Stored items from a collection:
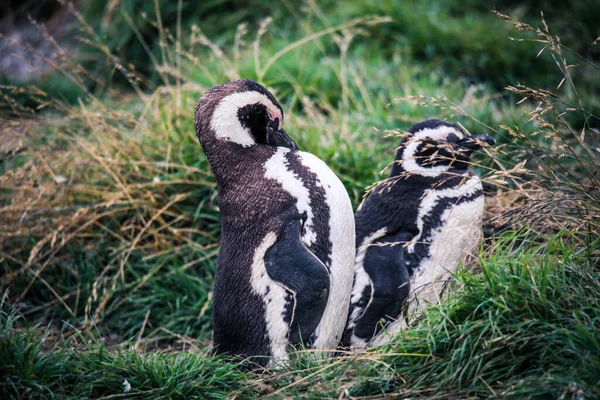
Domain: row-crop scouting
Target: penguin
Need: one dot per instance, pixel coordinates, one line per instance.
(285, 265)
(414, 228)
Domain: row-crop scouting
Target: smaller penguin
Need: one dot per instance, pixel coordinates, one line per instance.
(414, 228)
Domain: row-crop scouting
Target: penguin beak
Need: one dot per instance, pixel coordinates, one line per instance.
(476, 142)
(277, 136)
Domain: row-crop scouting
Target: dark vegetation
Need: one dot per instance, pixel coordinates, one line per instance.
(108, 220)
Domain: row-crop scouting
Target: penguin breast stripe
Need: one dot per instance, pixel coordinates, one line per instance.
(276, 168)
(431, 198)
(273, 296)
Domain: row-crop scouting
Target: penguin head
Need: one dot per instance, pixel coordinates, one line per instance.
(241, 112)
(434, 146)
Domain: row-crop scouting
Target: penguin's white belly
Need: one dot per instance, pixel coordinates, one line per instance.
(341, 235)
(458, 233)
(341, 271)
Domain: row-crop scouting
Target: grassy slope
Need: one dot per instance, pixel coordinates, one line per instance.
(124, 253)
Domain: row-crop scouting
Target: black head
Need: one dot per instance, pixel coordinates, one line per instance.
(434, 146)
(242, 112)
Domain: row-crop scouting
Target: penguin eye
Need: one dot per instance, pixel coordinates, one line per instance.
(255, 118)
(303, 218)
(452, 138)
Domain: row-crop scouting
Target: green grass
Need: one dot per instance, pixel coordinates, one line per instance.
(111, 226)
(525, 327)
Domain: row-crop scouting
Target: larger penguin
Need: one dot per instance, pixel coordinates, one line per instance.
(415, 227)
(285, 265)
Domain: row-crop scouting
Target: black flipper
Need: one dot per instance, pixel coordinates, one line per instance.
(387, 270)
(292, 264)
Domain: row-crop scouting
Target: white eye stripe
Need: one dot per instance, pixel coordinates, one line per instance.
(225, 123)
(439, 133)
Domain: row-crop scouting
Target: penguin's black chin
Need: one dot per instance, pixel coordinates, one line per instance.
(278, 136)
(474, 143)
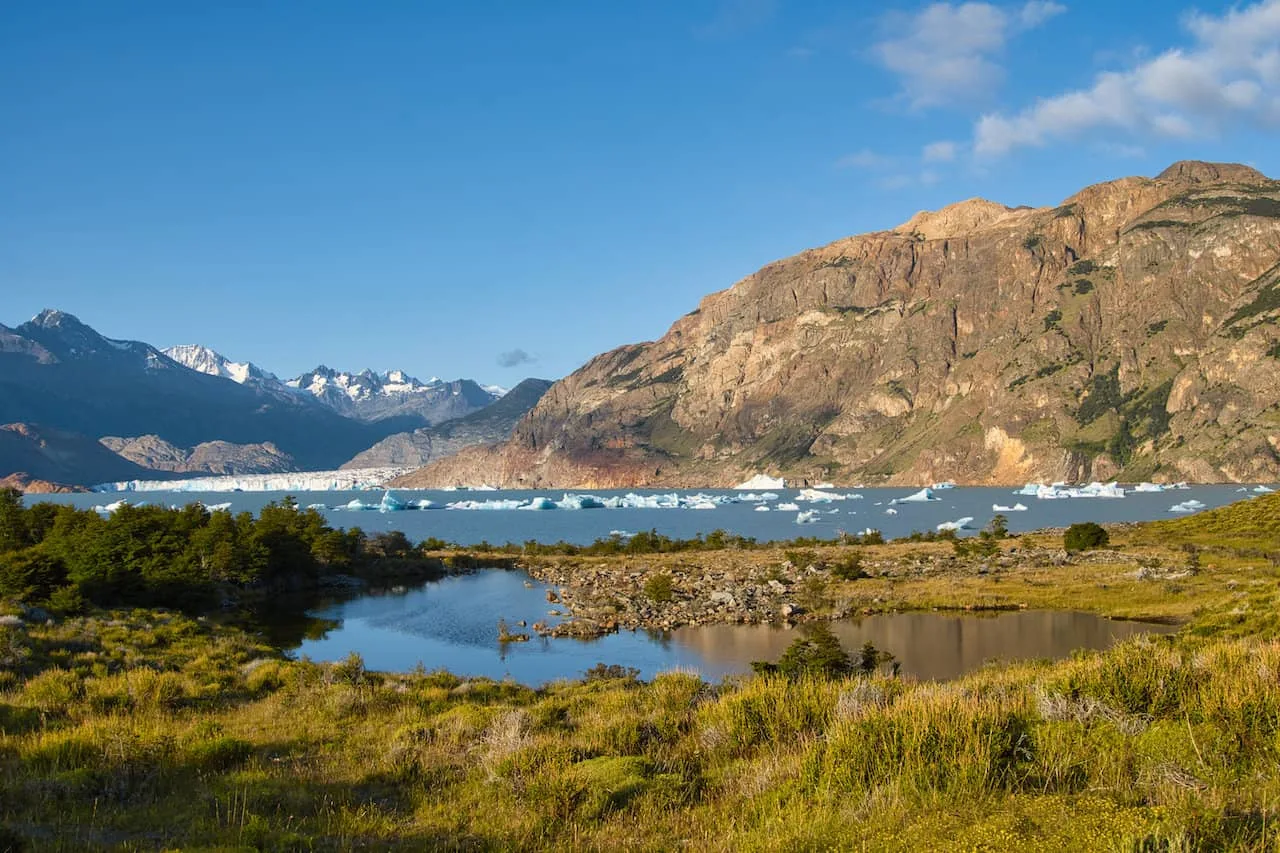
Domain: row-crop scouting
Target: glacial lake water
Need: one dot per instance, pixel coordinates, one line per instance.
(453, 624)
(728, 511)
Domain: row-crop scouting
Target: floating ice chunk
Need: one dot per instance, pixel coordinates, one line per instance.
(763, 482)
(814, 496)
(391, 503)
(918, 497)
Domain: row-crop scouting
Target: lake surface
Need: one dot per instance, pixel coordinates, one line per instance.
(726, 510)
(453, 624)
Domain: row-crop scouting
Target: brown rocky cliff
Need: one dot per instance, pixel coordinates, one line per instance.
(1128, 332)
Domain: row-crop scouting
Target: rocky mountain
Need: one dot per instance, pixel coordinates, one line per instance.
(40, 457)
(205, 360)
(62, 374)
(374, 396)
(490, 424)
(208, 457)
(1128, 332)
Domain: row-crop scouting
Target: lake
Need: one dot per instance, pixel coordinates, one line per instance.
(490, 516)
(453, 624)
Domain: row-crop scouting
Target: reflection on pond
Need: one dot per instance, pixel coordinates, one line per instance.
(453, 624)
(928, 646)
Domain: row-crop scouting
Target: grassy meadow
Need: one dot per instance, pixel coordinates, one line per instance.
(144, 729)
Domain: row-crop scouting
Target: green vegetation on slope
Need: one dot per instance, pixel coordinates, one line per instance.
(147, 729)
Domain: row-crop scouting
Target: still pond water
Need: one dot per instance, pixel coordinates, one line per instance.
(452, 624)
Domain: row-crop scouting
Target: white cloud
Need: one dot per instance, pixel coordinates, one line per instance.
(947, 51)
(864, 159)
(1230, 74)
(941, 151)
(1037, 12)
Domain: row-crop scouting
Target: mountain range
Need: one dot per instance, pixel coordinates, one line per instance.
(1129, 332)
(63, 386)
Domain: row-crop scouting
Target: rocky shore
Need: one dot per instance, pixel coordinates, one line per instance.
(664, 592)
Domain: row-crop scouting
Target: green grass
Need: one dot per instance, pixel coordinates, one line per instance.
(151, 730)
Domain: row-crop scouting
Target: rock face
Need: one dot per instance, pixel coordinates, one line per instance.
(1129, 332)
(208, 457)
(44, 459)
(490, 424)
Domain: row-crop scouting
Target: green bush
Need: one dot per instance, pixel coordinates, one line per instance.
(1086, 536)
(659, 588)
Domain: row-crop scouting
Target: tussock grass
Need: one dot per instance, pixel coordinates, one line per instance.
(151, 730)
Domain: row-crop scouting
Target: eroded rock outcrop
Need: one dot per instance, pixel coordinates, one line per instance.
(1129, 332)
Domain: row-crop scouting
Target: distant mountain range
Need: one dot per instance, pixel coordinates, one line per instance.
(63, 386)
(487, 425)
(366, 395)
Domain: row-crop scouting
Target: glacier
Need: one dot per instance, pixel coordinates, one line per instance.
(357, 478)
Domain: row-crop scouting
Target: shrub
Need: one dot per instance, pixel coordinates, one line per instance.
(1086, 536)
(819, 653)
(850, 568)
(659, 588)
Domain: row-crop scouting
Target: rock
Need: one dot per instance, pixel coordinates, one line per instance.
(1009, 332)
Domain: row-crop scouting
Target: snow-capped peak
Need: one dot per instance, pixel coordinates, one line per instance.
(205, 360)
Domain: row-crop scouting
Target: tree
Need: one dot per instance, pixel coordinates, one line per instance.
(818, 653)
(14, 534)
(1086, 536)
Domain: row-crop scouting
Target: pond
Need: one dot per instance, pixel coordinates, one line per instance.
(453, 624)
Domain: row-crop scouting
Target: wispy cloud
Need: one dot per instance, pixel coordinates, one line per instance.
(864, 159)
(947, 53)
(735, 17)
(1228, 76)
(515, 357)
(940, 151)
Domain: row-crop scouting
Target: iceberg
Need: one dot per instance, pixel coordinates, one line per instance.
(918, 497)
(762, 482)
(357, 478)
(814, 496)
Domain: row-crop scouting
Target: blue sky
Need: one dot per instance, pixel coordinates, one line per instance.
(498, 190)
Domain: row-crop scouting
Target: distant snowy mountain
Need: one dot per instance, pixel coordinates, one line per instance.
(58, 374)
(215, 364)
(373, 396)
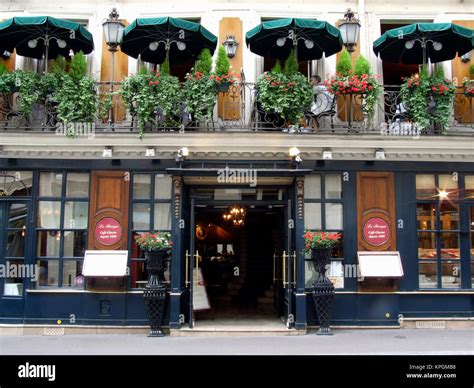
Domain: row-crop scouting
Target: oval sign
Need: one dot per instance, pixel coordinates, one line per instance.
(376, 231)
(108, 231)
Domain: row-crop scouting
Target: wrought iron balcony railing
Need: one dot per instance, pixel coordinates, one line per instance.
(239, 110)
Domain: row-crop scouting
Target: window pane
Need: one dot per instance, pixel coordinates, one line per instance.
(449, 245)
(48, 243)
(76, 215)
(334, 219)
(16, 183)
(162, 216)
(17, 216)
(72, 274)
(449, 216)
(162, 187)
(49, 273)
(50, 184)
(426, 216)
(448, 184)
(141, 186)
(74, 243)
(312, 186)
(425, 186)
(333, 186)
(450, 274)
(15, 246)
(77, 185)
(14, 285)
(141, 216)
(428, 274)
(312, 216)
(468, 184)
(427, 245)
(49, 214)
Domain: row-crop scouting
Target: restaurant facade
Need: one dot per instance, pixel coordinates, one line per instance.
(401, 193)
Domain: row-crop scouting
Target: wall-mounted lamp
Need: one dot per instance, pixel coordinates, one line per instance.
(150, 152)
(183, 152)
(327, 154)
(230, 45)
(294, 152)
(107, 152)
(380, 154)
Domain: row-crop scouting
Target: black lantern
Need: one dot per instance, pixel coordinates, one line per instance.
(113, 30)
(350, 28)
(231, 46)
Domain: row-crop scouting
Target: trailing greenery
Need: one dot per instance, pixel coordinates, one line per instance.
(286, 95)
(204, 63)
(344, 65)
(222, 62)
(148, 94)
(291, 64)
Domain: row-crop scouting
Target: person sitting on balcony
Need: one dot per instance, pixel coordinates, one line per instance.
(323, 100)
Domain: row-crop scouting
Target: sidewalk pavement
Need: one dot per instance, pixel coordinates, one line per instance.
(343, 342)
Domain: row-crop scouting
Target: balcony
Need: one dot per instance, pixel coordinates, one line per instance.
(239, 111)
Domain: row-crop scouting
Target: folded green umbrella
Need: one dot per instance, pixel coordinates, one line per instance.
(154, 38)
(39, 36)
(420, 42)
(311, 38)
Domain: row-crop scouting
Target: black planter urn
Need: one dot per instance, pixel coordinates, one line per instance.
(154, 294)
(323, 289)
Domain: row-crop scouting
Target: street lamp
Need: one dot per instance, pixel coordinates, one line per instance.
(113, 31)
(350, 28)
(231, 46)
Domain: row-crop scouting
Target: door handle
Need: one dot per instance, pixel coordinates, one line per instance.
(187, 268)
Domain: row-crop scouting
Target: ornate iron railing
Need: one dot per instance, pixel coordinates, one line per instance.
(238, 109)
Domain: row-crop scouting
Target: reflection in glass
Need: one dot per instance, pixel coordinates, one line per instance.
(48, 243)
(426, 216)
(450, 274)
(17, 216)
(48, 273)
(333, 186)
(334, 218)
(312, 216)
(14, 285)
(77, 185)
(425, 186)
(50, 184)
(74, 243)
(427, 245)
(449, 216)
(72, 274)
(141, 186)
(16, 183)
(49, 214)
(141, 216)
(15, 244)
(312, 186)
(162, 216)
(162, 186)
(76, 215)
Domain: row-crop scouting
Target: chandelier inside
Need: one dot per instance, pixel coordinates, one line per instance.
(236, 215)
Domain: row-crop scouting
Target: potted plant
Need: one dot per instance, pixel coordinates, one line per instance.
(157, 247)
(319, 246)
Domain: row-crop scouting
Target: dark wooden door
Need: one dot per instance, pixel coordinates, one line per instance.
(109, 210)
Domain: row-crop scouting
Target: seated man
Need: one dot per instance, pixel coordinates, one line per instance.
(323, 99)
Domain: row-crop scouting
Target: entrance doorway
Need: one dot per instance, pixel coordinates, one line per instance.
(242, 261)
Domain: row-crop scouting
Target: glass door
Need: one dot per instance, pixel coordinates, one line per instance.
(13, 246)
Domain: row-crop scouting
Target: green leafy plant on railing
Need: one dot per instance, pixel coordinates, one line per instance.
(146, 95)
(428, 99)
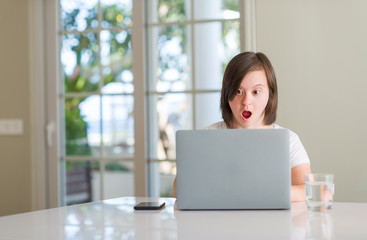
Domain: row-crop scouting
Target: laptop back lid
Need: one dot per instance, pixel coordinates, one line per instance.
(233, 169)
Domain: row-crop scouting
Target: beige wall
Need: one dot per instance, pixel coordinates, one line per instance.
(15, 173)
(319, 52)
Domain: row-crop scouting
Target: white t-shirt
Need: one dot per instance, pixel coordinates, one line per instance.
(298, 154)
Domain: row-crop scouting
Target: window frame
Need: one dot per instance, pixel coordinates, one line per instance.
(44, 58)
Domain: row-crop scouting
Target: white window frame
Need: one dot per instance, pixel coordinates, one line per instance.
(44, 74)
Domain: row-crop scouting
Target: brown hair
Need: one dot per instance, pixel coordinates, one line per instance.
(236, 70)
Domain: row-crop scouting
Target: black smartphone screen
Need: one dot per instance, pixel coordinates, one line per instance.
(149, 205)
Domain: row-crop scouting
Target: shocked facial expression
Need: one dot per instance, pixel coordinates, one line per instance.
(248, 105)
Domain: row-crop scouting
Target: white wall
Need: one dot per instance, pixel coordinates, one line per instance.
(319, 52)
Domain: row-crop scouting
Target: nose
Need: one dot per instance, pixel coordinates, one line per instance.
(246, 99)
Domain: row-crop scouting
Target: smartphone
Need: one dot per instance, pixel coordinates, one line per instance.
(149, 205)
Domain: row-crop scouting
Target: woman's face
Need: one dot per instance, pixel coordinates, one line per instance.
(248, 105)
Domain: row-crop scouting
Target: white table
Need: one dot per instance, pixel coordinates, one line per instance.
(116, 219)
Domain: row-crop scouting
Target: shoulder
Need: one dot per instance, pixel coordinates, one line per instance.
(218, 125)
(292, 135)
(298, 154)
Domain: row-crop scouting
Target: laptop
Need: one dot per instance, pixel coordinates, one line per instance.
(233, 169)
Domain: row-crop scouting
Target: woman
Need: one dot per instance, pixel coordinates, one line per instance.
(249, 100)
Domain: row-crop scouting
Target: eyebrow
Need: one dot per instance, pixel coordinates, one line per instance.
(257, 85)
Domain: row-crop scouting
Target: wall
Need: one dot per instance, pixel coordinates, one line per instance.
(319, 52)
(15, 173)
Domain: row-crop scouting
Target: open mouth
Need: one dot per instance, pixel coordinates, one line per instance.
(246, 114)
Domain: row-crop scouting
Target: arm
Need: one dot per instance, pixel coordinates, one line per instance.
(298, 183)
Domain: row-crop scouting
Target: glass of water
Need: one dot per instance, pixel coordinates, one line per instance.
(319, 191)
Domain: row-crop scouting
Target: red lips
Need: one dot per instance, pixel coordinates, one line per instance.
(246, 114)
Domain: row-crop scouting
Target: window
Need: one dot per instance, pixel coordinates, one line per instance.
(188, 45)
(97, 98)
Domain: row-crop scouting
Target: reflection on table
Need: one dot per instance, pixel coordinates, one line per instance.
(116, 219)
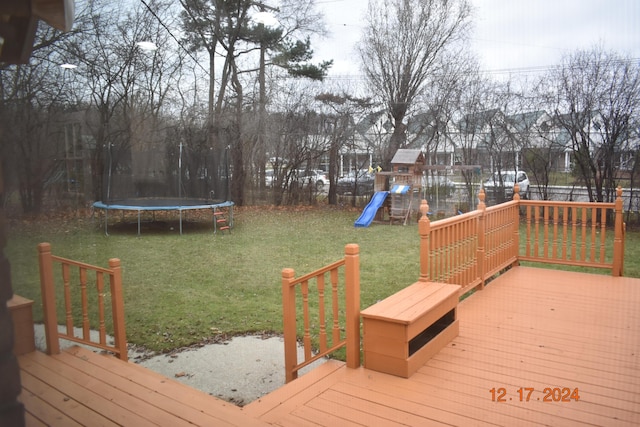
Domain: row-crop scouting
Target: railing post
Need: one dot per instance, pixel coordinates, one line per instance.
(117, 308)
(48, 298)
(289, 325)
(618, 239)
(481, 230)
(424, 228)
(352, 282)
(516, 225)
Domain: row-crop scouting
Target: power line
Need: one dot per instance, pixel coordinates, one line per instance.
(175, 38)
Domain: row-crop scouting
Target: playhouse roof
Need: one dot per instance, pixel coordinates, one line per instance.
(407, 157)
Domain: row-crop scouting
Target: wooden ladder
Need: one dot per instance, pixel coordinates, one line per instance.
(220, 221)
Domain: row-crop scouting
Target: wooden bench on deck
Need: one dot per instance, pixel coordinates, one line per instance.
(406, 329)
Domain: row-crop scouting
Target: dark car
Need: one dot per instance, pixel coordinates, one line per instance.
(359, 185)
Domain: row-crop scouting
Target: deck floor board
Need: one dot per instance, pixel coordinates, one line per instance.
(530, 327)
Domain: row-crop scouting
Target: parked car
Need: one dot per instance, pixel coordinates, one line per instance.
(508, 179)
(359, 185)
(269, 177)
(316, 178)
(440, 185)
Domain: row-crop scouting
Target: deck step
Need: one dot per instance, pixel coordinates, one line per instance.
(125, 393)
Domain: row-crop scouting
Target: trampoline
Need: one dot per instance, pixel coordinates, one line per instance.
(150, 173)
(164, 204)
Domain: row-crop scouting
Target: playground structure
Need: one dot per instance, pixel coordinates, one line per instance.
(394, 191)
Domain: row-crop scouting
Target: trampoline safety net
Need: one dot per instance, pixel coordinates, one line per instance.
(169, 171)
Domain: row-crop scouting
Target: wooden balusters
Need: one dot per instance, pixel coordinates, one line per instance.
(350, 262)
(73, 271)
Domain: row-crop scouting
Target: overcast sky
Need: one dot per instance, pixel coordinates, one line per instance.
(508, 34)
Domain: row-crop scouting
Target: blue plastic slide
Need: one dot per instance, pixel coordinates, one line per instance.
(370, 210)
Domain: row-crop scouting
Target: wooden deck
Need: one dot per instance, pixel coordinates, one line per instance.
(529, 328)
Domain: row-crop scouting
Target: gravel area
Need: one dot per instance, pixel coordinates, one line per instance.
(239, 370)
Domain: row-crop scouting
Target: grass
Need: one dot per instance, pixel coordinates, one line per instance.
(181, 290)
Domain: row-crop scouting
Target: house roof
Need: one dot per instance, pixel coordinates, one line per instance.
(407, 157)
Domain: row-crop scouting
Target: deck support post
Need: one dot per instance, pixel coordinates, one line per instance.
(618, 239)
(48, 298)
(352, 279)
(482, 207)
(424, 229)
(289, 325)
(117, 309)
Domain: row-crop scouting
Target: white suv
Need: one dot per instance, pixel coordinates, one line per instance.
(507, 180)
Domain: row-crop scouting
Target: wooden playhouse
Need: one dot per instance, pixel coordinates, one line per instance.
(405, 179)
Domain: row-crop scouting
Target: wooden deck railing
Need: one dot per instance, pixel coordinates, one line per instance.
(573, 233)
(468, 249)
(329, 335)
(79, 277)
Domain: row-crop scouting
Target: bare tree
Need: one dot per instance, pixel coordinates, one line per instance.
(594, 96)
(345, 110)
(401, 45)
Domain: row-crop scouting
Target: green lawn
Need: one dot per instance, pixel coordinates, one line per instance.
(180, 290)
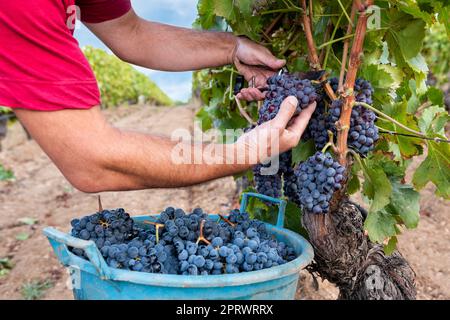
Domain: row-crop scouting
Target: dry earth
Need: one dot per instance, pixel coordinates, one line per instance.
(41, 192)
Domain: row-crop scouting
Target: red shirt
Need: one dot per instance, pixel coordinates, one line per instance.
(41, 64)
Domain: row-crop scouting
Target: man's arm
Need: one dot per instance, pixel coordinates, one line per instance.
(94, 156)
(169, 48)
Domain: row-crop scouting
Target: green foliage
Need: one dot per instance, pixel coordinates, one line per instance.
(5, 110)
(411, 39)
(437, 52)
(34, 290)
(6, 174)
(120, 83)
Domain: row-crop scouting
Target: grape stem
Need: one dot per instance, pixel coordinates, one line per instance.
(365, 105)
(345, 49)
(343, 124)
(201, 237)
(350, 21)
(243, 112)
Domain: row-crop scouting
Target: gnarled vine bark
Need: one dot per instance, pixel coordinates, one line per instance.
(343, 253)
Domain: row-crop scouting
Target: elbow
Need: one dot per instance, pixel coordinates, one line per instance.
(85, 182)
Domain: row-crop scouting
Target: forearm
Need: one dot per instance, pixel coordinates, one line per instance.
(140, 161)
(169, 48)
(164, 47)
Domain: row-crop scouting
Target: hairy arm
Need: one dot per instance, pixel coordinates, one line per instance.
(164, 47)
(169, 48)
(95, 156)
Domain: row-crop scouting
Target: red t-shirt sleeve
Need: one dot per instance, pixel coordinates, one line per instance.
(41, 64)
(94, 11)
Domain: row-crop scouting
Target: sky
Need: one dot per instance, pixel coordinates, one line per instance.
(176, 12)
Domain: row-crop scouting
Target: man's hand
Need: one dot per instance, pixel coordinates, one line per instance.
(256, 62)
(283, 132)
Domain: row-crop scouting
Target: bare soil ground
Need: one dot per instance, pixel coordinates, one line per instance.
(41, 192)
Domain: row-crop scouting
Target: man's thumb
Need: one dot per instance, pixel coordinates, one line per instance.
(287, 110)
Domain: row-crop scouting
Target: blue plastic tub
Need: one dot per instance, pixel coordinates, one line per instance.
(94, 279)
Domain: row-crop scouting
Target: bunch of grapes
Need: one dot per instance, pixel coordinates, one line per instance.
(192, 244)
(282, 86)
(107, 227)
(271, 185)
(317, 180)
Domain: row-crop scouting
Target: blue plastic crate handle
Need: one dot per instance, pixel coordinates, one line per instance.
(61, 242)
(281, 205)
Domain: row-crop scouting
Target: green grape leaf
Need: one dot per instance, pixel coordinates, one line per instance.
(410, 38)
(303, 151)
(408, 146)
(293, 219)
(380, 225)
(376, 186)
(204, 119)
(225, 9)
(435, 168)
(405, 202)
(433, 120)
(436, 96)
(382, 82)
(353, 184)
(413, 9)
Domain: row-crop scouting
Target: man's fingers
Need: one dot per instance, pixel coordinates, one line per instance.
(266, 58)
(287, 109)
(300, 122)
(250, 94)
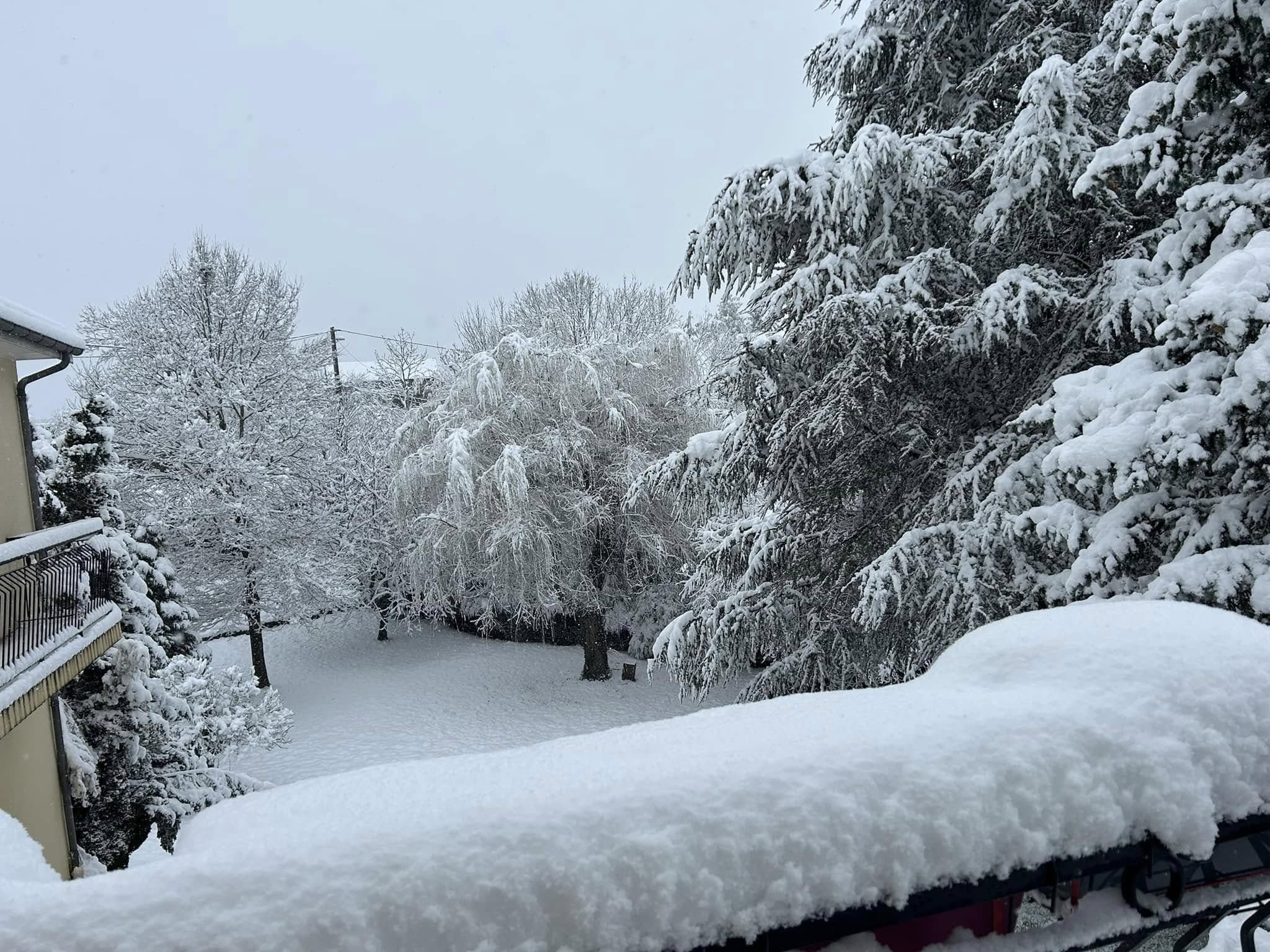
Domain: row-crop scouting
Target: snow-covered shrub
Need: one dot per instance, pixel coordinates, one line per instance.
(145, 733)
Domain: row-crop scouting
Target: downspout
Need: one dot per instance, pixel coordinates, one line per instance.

§ **REQUIREMENT**:
Pick out each line above that contains the word "vegetation", and copy those lines.

§ **TASK ANSWER**:
Target: dark vegetation
Target: green vegetation on slope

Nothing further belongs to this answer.